Records for the exercise:
## Start

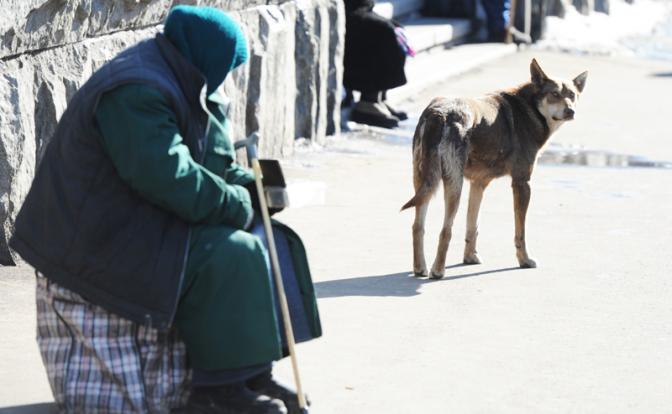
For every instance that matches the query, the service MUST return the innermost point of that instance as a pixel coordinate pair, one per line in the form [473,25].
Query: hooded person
[139,207]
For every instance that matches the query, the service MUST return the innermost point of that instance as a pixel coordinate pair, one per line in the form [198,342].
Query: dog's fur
[482,139]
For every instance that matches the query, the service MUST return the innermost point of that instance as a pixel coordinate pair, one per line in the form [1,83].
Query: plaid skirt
[98,362]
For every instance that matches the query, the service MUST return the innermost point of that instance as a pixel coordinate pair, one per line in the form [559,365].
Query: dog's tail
[426,160]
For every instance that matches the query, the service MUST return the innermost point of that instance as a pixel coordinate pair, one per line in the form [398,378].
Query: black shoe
[265,384]
[401,115]
[231,399]
[375,114]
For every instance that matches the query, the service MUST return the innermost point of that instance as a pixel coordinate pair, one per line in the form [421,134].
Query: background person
[373,63]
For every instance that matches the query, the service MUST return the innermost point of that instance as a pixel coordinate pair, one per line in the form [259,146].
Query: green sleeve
[141,136]
[220,155]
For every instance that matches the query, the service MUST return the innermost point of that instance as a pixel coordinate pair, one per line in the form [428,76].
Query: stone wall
[48,48]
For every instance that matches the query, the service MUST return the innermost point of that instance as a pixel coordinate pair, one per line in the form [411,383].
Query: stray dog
[480,140]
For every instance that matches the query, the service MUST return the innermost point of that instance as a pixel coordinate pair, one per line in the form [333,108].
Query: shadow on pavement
[44,408]
[402,284]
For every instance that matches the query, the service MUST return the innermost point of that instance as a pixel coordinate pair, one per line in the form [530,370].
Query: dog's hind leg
[476,188]
[419,265]
[521,200]
[452,189]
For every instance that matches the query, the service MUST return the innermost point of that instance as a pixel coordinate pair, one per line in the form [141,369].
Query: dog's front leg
[521,200]
[419,265]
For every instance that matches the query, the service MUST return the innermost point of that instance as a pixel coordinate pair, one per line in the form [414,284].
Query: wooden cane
[275,265]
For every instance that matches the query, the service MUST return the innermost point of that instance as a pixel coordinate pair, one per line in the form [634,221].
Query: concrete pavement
[586,332]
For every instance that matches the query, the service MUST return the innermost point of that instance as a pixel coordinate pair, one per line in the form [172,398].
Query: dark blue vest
[83,227]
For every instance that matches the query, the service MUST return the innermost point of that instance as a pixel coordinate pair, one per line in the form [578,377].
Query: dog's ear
[538,75]
[580,81]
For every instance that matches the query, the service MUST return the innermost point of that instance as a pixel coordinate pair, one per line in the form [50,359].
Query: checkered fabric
[98,362]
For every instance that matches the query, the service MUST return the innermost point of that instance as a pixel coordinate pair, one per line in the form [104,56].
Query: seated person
[139,207]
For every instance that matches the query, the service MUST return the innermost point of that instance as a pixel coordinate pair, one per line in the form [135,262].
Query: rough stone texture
[335,77]
[48,48]
[40,24]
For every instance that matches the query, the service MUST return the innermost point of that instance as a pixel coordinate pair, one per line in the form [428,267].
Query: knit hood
[209,39]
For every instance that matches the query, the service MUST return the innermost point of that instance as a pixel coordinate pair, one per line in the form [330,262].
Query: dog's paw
[437,275]
[420,273]
[471,259]
[527,263]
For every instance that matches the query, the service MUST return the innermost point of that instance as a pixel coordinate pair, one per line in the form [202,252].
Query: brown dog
[482,139]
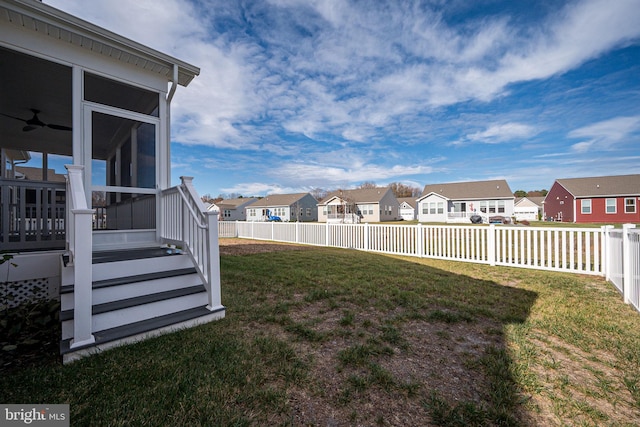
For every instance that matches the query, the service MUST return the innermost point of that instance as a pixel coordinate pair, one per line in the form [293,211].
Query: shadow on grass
[315,337]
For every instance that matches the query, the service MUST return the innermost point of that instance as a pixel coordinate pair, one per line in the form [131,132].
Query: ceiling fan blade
[14,117]
[59,127]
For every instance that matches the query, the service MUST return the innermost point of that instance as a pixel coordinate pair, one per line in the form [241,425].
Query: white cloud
[605,134]
[502,133]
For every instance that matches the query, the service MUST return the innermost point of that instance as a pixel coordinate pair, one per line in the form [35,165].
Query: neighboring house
[97,241]
[528,208]
[361,205]
[233,209]
[408,208]
[457,202]
[288,207]
[608,199]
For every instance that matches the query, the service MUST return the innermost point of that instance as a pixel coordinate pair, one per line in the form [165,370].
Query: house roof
[494,189]
[35,174]
[411,201]
[279,200]
[47,20]
[536,200]
[236,203]
[601,186]
[360,195]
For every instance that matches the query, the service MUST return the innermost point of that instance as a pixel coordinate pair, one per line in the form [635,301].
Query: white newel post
[81,258]
[606,251]
[419,240]
[366,236]
[214,298]
[491,245]
[626,261]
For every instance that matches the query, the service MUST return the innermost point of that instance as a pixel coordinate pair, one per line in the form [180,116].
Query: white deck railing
[614,253]
[187,223]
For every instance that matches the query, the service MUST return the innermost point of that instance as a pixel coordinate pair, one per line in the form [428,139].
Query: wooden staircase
[136,293]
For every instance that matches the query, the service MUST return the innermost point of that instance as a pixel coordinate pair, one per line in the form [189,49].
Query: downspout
[172,91]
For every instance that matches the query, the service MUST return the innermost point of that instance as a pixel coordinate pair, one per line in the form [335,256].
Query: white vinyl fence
[614,253]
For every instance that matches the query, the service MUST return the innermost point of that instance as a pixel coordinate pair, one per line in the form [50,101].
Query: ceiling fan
[35,123]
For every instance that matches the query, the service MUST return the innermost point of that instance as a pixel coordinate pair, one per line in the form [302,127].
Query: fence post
[626,261]
[491,245]
[326,234]
[214,298]
[366,236]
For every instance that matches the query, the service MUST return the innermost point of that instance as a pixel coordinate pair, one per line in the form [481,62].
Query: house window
[610,206]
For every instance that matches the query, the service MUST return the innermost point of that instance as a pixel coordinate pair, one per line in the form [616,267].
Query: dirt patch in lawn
[248,247]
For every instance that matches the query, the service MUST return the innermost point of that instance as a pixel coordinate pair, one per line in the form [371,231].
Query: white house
[360,205]
[79,95]
[233,209]
[528,208]
[457,202]
[408,208]
[287,207]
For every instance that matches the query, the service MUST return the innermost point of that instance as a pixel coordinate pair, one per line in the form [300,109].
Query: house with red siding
[609,199]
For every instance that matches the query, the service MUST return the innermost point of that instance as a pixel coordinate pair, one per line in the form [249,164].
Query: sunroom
[85,181]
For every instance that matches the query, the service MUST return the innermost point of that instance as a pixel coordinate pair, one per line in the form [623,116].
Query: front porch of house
[88,208]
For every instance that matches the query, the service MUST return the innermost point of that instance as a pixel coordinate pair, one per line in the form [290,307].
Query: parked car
[499,219]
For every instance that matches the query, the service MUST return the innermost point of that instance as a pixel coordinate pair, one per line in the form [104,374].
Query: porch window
[116,94]
[610,206]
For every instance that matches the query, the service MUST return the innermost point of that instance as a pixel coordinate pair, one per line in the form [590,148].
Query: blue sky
[302,94]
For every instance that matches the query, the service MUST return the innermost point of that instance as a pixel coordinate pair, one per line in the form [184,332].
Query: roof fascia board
[75,26]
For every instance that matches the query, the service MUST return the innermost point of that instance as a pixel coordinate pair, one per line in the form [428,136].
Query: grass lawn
[321,336]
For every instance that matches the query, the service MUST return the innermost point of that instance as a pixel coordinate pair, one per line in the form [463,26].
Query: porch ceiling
[28,83]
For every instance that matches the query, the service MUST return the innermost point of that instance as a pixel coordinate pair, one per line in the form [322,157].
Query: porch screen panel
[123,172]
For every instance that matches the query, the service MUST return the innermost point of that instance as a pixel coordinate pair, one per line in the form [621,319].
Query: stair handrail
[198,233]
[188,205]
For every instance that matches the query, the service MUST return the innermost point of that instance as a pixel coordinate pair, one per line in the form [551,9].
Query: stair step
[135,301]
[133,279]
[142,327]
[130,254]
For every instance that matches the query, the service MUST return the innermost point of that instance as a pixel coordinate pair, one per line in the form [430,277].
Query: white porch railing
[614,253]
[187,223]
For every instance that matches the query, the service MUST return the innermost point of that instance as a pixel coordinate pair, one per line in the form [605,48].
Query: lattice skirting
[13,294]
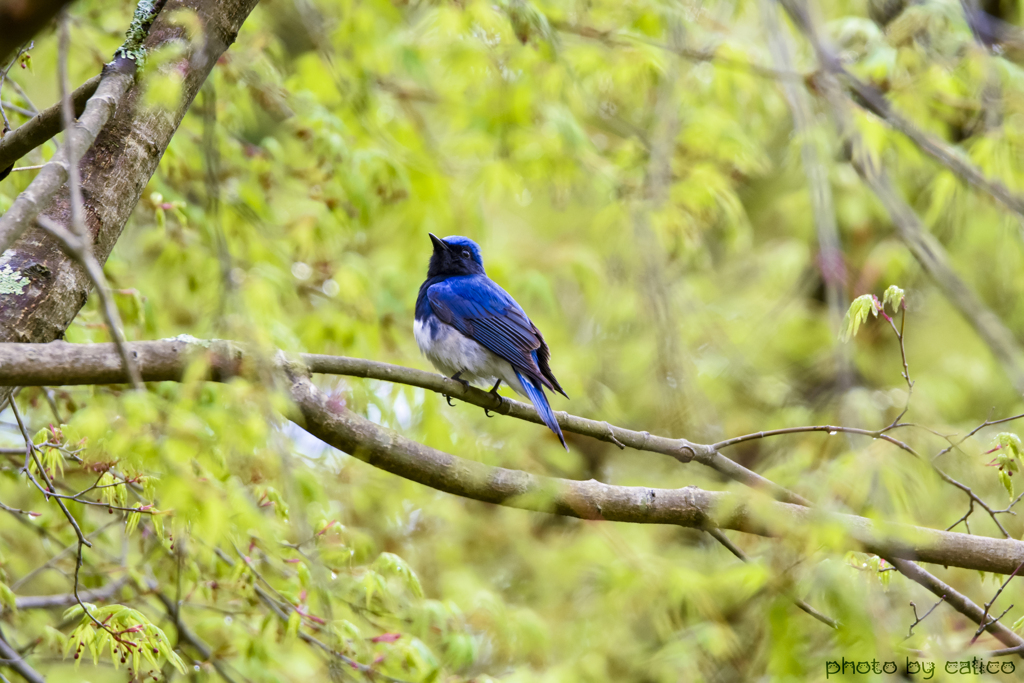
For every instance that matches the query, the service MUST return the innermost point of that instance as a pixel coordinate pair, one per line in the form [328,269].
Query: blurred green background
[651,214]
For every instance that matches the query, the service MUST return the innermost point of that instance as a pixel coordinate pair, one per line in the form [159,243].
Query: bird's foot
[458,378]
[501,400]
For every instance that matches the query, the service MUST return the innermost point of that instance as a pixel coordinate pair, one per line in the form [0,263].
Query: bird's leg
[494,390]
[458,378]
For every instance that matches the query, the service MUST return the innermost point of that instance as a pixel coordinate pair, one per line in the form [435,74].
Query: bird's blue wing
[483,311]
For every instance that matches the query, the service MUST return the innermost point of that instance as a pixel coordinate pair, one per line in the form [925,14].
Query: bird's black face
[455,256]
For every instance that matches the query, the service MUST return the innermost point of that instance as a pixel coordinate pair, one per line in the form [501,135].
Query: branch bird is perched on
[472,331]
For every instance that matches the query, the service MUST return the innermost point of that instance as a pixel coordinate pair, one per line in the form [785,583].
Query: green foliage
[658,231]
[126,633]
[857,313]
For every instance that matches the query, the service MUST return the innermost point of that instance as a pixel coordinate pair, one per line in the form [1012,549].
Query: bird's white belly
[451,352]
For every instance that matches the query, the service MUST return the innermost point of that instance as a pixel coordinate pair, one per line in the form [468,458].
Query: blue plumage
[472,330]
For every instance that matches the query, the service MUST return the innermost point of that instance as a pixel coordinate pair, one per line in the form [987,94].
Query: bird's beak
[438,243]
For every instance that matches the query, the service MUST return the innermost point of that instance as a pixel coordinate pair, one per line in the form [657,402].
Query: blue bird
[472,331]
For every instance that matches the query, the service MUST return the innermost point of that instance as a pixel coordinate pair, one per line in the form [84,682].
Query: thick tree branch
[925,248]
[117,78]
[97,364]
[42,127]
[50,287]
[34,365]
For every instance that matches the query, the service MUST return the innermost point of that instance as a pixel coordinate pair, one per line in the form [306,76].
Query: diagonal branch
[42,127]
[118,78]
[323,417]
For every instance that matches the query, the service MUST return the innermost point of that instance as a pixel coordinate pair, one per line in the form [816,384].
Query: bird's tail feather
[536,393]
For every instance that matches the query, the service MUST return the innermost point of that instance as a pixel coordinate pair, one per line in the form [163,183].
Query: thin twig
[78,247]
[919,620]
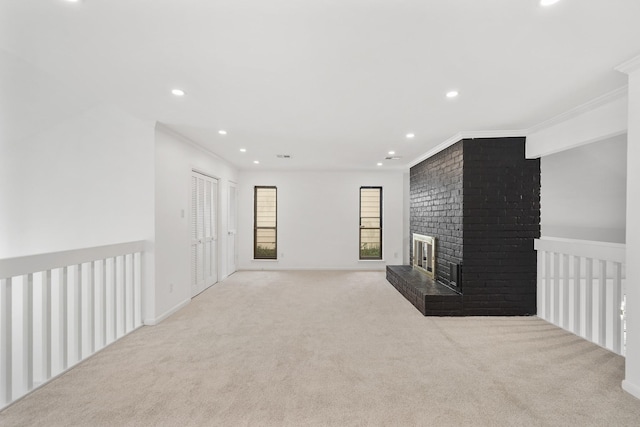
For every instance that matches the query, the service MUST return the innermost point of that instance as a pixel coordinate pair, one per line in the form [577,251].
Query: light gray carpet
[334,349]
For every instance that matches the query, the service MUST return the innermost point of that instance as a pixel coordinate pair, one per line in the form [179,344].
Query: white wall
[631,382]
[583,192]
[73,173]
[175,158]
[318,214]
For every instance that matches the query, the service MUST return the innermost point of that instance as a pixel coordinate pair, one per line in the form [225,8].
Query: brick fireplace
[480,201]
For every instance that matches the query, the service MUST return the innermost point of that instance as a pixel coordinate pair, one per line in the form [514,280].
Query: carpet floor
[330,348]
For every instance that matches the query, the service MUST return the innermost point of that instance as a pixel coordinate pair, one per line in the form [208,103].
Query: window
[265,223]
[370,222]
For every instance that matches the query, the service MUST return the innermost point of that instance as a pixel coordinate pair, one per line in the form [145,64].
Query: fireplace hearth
[475,211]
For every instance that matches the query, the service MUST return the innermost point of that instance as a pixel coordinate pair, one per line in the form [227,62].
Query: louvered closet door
[204,236]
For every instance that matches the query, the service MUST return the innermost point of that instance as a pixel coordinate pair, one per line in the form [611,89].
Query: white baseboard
[631,388]
[155,321]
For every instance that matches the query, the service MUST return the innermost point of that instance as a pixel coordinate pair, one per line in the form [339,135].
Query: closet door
[204,236]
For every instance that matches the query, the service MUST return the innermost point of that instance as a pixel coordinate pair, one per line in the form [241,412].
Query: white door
[232,255]
[204,236]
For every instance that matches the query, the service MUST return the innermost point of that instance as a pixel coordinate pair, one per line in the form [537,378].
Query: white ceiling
[334,83]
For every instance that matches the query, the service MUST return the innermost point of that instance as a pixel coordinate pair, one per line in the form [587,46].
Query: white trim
[629,66]
[12,267]
[64,371]
[468,135]
[171,132]
[580,109]
[350,268]
[594,104]
[591,249]
[166,314]
[631,388]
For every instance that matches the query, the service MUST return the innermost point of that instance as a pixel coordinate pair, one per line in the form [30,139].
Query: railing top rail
[11,267]
[591,249]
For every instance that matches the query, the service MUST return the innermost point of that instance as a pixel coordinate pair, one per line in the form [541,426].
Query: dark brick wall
[490,232]
[501,218]
[436,205]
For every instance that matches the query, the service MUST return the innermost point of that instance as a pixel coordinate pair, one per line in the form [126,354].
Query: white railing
[58,309]
[581,288]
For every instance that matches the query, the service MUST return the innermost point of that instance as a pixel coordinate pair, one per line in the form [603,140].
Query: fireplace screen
[424,254]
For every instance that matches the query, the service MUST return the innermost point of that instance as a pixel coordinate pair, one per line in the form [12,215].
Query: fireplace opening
[424,254]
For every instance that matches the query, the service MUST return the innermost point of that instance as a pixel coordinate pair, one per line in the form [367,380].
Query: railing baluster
[6,341]
[120,306]
[588,324]
[128,292]
[565,291]
[547,286]
[27,331]
[54,313]
[102,316]
[616,304]
[137,297]
[91,302]
[110,290]
[78,311]
[556,288]
[602,304]
[577,303]
[46,325]
[63,318]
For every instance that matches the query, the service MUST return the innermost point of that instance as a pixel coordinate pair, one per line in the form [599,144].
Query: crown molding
[468,135]
[629,66]
[170,131]
[595,103]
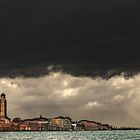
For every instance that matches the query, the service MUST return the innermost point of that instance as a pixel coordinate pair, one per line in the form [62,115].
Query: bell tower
[3,106]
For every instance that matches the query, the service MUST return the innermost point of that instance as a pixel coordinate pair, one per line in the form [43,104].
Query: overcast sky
[78,58]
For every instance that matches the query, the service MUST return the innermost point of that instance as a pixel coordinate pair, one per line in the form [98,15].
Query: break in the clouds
[115,101]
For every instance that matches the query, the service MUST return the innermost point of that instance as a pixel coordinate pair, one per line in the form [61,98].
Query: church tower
[3,106]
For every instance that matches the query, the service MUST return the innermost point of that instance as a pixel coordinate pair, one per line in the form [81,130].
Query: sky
[78,58]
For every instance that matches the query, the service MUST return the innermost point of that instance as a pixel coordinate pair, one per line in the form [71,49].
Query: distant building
[60,123]
[3,109]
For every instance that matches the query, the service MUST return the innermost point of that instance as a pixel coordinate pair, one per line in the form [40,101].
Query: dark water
[96,135]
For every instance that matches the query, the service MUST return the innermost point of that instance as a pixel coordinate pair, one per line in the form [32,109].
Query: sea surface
[95,135]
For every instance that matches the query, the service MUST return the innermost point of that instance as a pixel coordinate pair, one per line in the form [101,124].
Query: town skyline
[67,96]
[77,58]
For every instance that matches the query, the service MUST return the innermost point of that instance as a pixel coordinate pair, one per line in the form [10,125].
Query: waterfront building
[3,109]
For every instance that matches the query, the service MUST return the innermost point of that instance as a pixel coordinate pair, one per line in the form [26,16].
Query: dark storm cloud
[79,37]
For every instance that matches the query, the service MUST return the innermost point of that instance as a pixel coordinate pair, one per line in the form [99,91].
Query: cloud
[114,101]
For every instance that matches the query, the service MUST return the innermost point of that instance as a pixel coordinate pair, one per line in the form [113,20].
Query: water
[96,135]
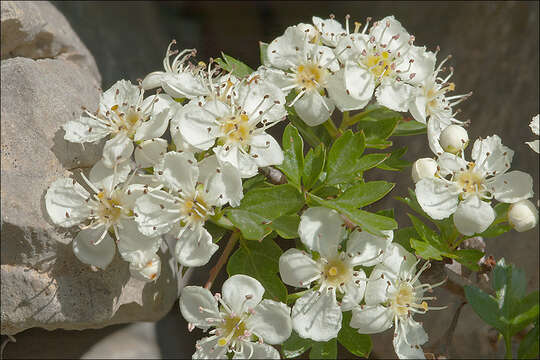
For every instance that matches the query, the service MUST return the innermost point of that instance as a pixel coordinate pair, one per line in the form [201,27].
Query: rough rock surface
[47,75]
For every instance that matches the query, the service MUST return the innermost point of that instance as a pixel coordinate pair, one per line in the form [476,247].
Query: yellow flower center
[469,180]
[309,75]
[379,64]
[231,329]
[236,129]
[337,272]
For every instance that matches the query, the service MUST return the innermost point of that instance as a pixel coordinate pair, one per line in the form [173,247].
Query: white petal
[86,251]
[240,160]
[178,171]
[491,155]
[372,319]
[117,150]
[197,305]
[146,271]
[223,182]
[252,350]
[242,292]
[366,247]
[361,86]
[313,108]
[317,317]
[130,240]
[395,95]
[437,198]
[512,187]
[297,268]
[152,80]
[271,321]
[195,247]
[208,348]
[149,152]
[197,125]
[65,196]
[266,150]
[151,218]
[354,292]
[104,177]
[473,216]
[85,129]
[321,229]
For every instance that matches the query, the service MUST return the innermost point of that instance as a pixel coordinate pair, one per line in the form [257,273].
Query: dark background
[495,54]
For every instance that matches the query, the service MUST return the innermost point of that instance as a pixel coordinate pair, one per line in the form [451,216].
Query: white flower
[317,314]
[124,115]
[462,188]
[523,215]
[454,139]
[244,323]
[422,168]
[535,145]
[393,295]
[108,209]
[297,61]
[192,192]
[237,126]
[383,58]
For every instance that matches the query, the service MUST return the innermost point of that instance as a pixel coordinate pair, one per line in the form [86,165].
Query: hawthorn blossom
[335,274]
[191,192]
[235,128]
[383,61]
[465,189]
[243,322]
[297,61]
[126,117]
[535,145]
[393,295]
[108,210]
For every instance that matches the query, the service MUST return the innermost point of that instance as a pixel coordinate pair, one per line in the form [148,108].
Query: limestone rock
[43,283]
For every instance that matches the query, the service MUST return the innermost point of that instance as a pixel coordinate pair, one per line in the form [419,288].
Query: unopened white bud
[523,215]
[423,168]
[454,139]
[146,271]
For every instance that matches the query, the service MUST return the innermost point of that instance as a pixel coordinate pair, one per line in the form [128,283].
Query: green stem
[222,259]
[331,129]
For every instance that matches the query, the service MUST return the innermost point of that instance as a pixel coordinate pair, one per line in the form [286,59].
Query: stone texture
[43,283]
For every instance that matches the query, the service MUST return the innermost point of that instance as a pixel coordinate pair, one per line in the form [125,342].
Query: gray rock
[43,283]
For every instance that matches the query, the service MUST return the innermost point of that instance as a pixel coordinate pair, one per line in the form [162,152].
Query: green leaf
[367,221]
[343,157]
[394,162]
[313,166]
[324,350]
[295,346]
[263,52]
[363,194]
[357,344]
[410,127]
[293,152]
[237,67]
[260,260]
[286,226]
[528,349]
[369,161]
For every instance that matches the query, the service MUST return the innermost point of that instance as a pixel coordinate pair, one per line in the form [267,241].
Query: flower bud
[523,215]
[453,139]
[148,271]
[423,168]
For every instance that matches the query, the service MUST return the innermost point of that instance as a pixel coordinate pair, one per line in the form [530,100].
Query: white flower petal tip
[454,139]
[523,215]
[423,168]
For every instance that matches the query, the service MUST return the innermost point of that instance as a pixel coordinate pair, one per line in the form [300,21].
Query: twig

## End

Your task: Print only the lines from the one with "the form [125,342]." to the end of the records, both included.

Solution below:
For every instance that matches the query, the service MUST return the innermost point of that instance as a pixel coordinate pair, one per line in the form [125,342].
Query: gray rock
[43,283]
For every instance that matches the query, the service MUST return the innermost point of that instance as a pixel coordinate pair, one per line in the form [162,152].
Query: green leaf
[367,221]
[343,157]
[394,162]
[313,166]
[324,350]
[295,346]
[263,52]
[363,194]
[357,344]
[410,127]
[293,152]
[237,67]
[260,260]
[286,226]
[528,349]
[369,161]
For every instance that matches the query, the service MUST return the innermost point of that instance as a pixel coordinate pair, one per line in the form [267,241].
Query: flower bud
[523,215]
[453,139]
[148,271]
[423,168]
For every instance that matches the query, the service MUST return the innermost point of that instance as a pixel coordinate pair, one per line in the form [530,100].
Query: white flower petal tip
[454,139]
[523,215]
[423,168]
For every instance that matches the query, the service MUST return the innermost point of that instance as a pixel coordinate pair, one per line in the form [300,21].
Query: twig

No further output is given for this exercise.